Lay out the part of the material that opens with the line containing "Each instance of the green grass" and closes with the line containing "pixel 282 355", both included, as a Markdown table with the columns No. and Line. Number the rows in order, and omit any blank lines.

--- start of Records supplied ---

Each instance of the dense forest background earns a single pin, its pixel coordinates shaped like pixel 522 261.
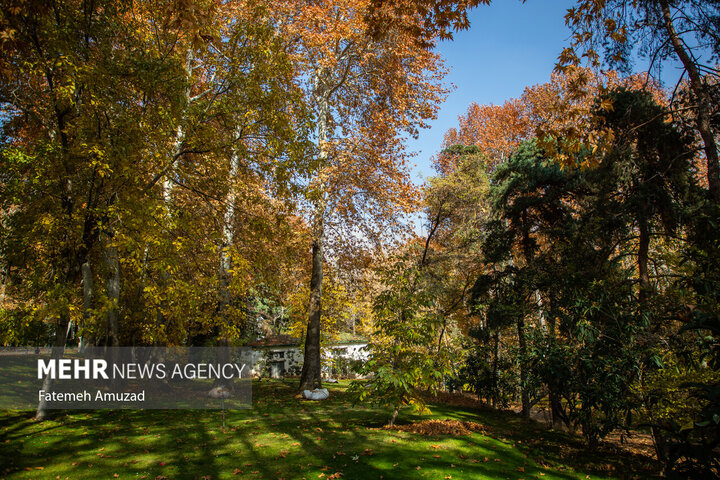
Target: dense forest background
pixel 202 173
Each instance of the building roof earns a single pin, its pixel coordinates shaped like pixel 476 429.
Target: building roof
pixel 276 341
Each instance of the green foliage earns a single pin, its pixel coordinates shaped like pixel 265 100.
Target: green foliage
pixel 404 361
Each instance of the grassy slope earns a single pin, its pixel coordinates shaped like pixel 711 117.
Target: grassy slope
pixel 284 438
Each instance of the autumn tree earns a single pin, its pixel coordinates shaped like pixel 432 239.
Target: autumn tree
pixel 685 31
pixel 365 93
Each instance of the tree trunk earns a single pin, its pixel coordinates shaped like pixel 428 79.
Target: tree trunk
pixel 88 303
pixel 113 292
pixel 228 235
pixel 58 349
pixel 391 422
pixel 179 139
pixel 643 249
pixel 522 344
pixel 311 371
pixel 704 108
pixel 522 341
pixel 496 351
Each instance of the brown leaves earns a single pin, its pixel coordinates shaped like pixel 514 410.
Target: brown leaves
pixel 439 427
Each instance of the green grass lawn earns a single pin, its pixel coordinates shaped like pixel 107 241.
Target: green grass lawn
pixel 281 437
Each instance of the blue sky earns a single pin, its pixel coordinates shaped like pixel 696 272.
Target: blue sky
pixel 509 46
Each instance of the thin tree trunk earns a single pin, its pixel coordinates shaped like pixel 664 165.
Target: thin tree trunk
pixel 522 341
pixel 113 292
pixel 645 290
pixel 705 105
pixel 393 417
pixel 179 139
pixel 88 303
pixel 643 249
pixel 522 344
pixel 311 371
pixel 496 351
pixel 228 234
pixel 58 349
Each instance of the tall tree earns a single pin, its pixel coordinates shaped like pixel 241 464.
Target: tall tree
pixel 366 93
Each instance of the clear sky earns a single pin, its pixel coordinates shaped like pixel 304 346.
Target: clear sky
pixel 509 46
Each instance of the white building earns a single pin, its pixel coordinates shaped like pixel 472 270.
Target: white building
pixel 282 355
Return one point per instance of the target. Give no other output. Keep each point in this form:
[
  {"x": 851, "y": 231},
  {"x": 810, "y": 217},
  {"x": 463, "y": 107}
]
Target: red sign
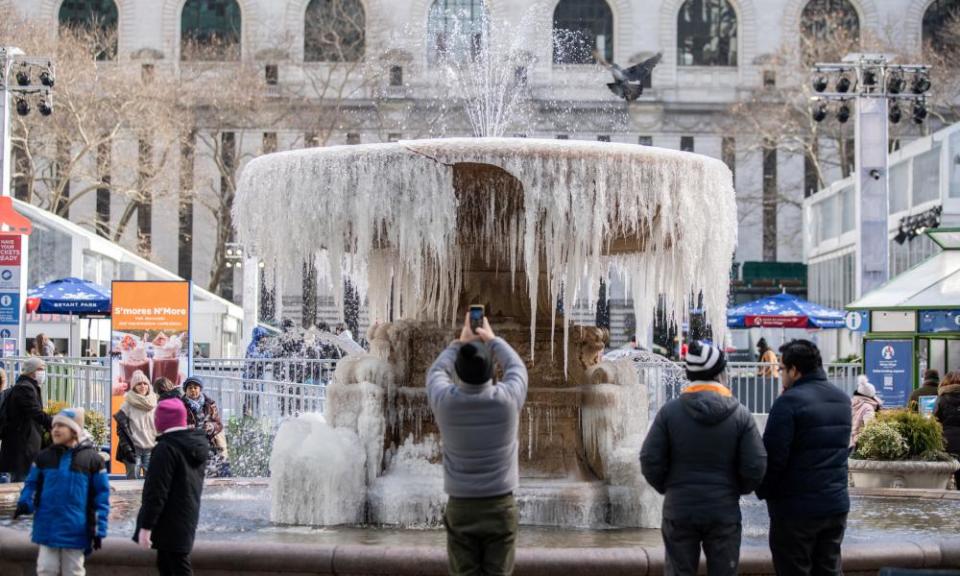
[
  {"x": 10, "y": 250},
  {"x": 776, "y": 321}
]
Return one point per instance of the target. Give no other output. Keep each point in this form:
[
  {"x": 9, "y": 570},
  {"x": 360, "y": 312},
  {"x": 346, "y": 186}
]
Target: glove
[
  {"x": 144, "y": 539},
  {"x": 22, "y": 510}
]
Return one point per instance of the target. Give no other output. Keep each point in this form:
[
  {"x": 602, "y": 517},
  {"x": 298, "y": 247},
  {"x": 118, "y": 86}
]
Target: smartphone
[{"x": 476, "y": 317}]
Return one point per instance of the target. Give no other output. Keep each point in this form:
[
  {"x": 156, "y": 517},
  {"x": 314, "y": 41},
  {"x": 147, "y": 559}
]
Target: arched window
[
  {"x": 707, "y": 34},
  {"x": 941, "y": 25},
  {"x": 580, "y": 28},
  {"x": 96, "y": 18},
  {"x": 829, "y": 29},
  {"x": 455, "y": 28},
  {"x": 334, "y": 31},
  {"x": 210, "y": 30}
]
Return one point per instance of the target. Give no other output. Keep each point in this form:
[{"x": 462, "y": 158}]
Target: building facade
[{"x": 715, "y": 53}]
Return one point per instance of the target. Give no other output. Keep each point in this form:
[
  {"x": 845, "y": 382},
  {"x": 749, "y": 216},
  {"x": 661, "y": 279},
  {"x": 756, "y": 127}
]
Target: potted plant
[{"x": 902, "y": 449}]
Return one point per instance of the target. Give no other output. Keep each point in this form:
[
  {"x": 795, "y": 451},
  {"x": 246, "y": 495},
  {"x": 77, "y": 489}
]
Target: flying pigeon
[{"x": 628, "y": 83}]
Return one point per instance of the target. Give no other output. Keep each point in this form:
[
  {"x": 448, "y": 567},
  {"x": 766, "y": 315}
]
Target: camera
[{"x": 476, "y": 317}]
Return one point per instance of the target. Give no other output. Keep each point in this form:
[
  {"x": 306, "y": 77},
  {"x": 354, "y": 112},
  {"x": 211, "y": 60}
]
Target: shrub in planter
[
  {"x": 900, "y": 449},
  {"x": 250, "y": 442},
  {"x": 880, "y": 440},
  {"x": 924, "y": 436}
]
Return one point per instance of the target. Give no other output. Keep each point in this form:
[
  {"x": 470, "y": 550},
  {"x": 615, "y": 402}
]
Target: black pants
[
  {"x": 683, "y": 541},
  {"x": 807, "y": 546},
  {"x": 173, "y": 564}
]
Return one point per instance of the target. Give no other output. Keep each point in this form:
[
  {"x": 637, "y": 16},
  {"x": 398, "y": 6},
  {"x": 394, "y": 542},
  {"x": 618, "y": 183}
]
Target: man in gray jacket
[
  {"x": 478, "y": 422},
  {"x": 703, "y": 451}
]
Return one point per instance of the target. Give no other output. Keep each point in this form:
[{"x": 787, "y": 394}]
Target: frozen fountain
[{"x": 423, "y": 229}]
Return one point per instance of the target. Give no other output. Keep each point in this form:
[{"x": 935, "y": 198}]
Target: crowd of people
[
  {"x": 703, "y": 452},
  {"x": 172, "y": 437}
]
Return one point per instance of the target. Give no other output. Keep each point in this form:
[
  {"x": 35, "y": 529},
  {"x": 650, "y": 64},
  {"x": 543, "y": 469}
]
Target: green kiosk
[{"x": 912, "y": 322}]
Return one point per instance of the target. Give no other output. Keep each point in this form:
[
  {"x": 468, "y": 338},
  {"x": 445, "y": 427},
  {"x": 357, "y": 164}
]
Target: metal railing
[
  {"x": 273, "y": 389},
  {"x": 752, "y": 383},
  {"x": 82, "y": 382}
]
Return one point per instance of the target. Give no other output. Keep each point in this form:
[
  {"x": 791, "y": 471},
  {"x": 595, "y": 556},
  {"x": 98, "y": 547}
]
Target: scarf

--- end of Records supplied ---

> [Problem solution]:
| No. | Line |
|---|---|
| 1 | Each instance of the green grass lawn earns a single pin, its pixel coordinates shaped like pixel 107 241. |
| 2 | Target: green grass lawn |
| 3 | pixel 281 437 |
| 4 | Each instance of the blue sky earns a single pin, its pixel coordinates shaped like pixel 696 272. |
| 5 | Target: blue sky |
| 6 | pixel 509 46 |
| 7 | Each instance of the thin tree trunk earns a single pin, its pixel coordinates shaped like pixel 664 165. |
| 8 | Target: thin tree trunk |
| 9 | pixel 522 341 |
| 10 | pixel 113 292 |
| 11 | pixel 645 290 |
| 12 | pixel 705 105 |
| 13 | pixel 393 417 |
| 14 | pixel 179 139 |
| 15 | pixel 88 303 |
| 16 | pixel 643 249 |
| 17 | pixel 522 344 |
| 18 | pixel 311 371 |
| 19 | pixel 496 351 |
| 20 | pixel 228 234 |
| 21 | pixel 58 349 |
| 22 | Each instance of the tall tree earns a single pin, its pixel coordinates shaped like pixel 241 464. |
| 23 | Target: tall tree |
| 24 | pixel 366 93 |
| 25 | Each instance of the clear sky earns a single pin, its pixel coordinates shaped like pixel 304 346. |
| 26 | Target: clear sky |
| 27 | pixel 509 46 |
| 28 | Each instance of the white building earns a single pin, its pixel coordinates shaped like pixel 472 270. |
| 29 | Target: white building |
| 30 | pixel 282 355 |